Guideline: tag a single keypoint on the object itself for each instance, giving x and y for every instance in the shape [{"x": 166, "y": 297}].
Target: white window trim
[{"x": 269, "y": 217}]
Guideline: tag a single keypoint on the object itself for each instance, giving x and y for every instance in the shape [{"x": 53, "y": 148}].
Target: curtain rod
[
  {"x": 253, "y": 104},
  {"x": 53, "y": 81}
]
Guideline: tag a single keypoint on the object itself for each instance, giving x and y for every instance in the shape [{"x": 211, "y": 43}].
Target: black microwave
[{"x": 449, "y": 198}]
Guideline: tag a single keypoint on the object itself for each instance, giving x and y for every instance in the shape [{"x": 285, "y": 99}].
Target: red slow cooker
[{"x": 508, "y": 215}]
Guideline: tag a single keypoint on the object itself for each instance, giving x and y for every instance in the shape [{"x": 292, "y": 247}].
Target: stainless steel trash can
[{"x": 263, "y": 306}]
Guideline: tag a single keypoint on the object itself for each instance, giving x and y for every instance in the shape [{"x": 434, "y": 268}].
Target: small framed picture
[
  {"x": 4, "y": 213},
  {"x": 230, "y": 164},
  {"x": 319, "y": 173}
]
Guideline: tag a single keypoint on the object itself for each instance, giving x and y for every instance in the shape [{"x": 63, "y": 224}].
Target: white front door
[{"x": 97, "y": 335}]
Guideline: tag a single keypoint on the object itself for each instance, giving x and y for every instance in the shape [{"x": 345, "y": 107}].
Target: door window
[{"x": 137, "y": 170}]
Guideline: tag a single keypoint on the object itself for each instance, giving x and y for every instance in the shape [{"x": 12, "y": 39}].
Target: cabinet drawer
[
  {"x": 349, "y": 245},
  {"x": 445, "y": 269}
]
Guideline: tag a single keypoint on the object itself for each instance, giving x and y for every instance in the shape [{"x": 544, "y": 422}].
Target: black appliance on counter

================================

» WHAT IS EXPECTED
Repeat all the entries word for word.

» EXPECTED ANSWER
Guideline: tag a single keypoint on the object itself for each instance, giving x and y for every instance in the shape [{"x": 166, "y": 297}].
Target: white window trim
[{"x": 269, "y": 217}]
Guideline: tag a single keypoint on the object itself for each instance, giving x and y for every instance in the shape [{"x": 53, "y": 148}].
Target: curtain rod
[
  {"x": 253, "y": 104},
  {"x": 53, "y": 81}
]
Guideline: tag a single keypoint on the object itself for each instance, giving x and y for every instance in the shape [{"x": 211, "y": 43}].
Target: black microwave
[{"x": 449, "y": 198}]
Guideline: tag a single keypoint on the object itself for each instance, giving x and y for every instance in the shape [{"x": 285, "y": 99}].
Target: red slow cooker
[{"x": 508, "y": 215}]
Guideline: tag a single keypoint on the object itself for each instance, giving x and y for every instance in the shape [{"x": 292, "y": 247}].
Target: stainless steel trash can
[{"x": 263, "y": 306}]
Guideline: tag a single keypoint on the object itself for each instance, giving x and y for every instance in the shape [{"x": 434, "y": 268}].
Target: small framed picture
[
  {"x": 4, "y": 213},
  {"x": 230, "y": 164},
  {"x": 319, "y": 173}
]
Guideline: tag a single keypoint on the object itself for each instance, giving x and y for every instance in the shape [{"x": 63, "y": 224}].
Target: white front door
[{"x": 97, "y": 335}]
Guideline: tag a single keypoint on the object itself for each instance, giving x and y for every instance in the shape [{"x": 345, "y": 107}].
Target: door window
[{"x": 137, "y": 170}]
Guideline: tag a single keypoint on the object itself for each instance, giving x and y for every instance in the shape [{"x": 12, "y": 39}].
Target: cabinet drawer
[
  {"x": 349, "y": 245},
  {"x": 445, "y": 269}
]
Guideline: tag a single keypoint on the object itself for each instance, giving x and y for every instance in the shape [{"x": 544, "y": 422}].
Target: black appliance on counter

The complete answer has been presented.